Stored items from a collection

+---+

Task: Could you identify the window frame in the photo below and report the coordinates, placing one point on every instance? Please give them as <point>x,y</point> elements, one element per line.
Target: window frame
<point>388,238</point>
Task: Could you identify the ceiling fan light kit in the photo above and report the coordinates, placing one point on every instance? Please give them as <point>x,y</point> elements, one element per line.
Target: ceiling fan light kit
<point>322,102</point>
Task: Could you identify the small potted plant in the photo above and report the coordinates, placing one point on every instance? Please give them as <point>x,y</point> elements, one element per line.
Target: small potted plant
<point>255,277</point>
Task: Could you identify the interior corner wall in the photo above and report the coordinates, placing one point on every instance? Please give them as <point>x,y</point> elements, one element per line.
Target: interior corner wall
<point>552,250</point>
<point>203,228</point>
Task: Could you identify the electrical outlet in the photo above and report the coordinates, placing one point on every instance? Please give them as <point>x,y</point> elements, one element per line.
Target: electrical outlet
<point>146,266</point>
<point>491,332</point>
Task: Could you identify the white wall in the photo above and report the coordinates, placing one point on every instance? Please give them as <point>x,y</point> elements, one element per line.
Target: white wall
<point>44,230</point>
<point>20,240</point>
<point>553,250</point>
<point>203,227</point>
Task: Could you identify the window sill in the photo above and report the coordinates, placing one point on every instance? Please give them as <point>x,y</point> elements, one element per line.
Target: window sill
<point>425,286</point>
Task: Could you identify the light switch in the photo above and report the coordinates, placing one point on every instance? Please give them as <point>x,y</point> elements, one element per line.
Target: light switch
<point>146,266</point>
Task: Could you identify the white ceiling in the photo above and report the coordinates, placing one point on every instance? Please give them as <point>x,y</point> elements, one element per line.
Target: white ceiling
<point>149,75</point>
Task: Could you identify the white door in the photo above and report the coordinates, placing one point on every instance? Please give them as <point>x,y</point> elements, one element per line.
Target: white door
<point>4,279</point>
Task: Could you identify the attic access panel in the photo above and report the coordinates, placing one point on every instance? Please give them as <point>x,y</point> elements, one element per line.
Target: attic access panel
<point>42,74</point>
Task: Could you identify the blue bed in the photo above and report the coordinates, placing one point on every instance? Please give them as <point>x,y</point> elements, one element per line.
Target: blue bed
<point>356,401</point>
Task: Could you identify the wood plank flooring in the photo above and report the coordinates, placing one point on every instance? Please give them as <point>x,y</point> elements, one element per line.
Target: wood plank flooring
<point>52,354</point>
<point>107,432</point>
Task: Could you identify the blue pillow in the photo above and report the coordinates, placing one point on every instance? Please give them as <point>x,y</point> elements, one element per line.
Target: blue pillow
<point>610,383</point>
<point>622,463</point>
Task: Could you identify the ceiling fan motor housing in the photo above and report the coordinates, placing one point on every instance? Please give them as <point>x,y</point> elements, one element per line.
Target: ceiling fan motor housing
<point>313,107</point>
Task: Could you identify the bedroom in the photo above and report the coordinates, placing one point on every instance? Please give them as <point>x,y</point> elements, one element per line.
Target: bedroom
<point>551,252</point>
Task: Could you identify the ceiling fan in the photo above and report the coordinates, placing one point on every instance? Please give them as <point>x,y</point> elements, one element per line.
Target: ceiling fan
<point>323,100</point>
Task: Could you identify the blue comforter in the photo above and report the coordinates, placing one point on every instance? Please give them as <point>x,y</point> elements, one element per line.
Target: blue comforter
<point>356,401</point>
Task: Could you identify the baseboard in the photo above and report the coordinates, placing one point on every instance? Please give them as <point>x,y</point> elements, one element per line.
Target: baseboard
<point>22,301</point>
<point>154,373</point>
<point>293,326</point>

+---+

WORK TASK:
Copy the entries word for word. Leave nothing out.

ANSWER TO THE PROBLEM:
Task: Could you identify the window frame in the photo below and report the coordinates, placing one point on every instance? Please give them as <point>x,y</point> elements, one element per line.
Target: window frame
<point>388,238</point>
Task: Could you identify the ceiling fan light kit in the photo above and report the coordinates, placing one point on every instance? Please give them as <point>x,y</point> elements, one element per line.
Target: ceiling fan light kit
<point>322,102</point>
Task: Could you identify the small potted plant in the photo above and report the coordinates, placing one point on every instance? Please give them as <point>x,y</point> elements, one element per line.
Target: small potted plant
<point>255,277</point>
Task: Could you identify the interior corner wall in the photo above and report the coordinates, placing one point on every instance? Please give them as <point>x,y</point> elements, one element per line.
Target: interior corner wall
<point>552,250</point>
<point>203,228</point>
Task: Could you identify the electrical outlet in the photo above and report the coordinates, placing one point on every instance? Please give them as <point>x,y</point> elements, one element per line.
Target: electrical outlet
<point>146,266</point>
<point>491,332</point>
Task: Could you identify the white wall in the photo above and report the coordinates, placing one point on every instance? Please give them as <point>x,y</point> elements, one element per line.
Target: white wall
<point>44,230</point>
<point>20,240</point>
<point>553,250</point>
<point>203,227</point>
Task: Could you identify the window sill in the photo above and report the coordinates, placing one point on every instance? Please give them as <point>x,y</point> elements, one element per line.
Target: window sill
<point>425,286</point>
Task: Could you identify the light switch in the photo above and report the coordinates, placing one point on every instance? Please give them as <point>x,y</point> elements, one element per line.
Target: light switch
<point>146,266</point>
Task: Could you identify the white ceiling in the photo above and report the coordinates, placing one point on every instance? Please give them as <point>x,y</point> elements, one element per line.
Target: white ceiling
<point>149,75</point>
Task: Could you identify the white door in the photo above and report the coordinates, placing one point on every instance? Please give them as <point>x,y</point> elements, one element per line.
Target: white door
<point>4,279</point>
Task: Could you identify the attic access panel in the photo above and report the coordinates, placing one point on every instance? Please give them as <point>x,y</point> elements, one element per line.
Target: attic access panel
<point>42,74</point>
Task: Could you identify the blue bed in the photo above and report the coordinates, placing one point on every instance? Please give them as <point>x,y</point> elements, one element per line.
Target: blue bed
<point>356,401</point>
Task: Could you identify the wood plank flooring in the photo above and report the coordinates, placing one point on every instance? Please give them as <point>x,y</point> elements, one element per line.
Target: wood plank flooring
<point>52,354</point>
<point>107,432</point>
Task: Could you identify the blue pillow in the photo above and report the coordinates, placing one point on every instance? Please give them as <point>x,y</point> elements, one element per line.
Target: blue pillow
<point>610,383</point>
<point>622,463</point>
Task: Could you identify the ceiling fan motor housing in the photo above and report the coordinates, placing one point on every instance? Please give them as <point>x,y</point> elements, one element per line.
Target: ceiling fan motor housing
<point>313,107</point>
Task: Could you identify the bedroom in the photo above and report the coordinates, placing one point on every instance? Please give them as <point>x,y</point> elements, one element per line.
Target: bedroom
<point>551,252</point>
Task: Could you identify the ceiling fan in the photo above and report the coordinates, placing one point on every instance? Please give them as <point>x,y</point> elements, one element per line.
Target: ceiling fan
<point>323,100</point>
Task: Could you identify the blue comforter in the photo above and report the coordinates, placing one point on every instance? Please give them as <point>x,y</point> elements, one element per line.
Target: blue comforter
<point>356,401</point>
Task: Could you identify the baseboard in the photo above and report the coordinates, placing one point on every instance? Please give them as <point>x,y</point> elements, one element per line.
Target: baseboard
<point>22,301</point>
<point>154,373</point>
<point>293,326</point>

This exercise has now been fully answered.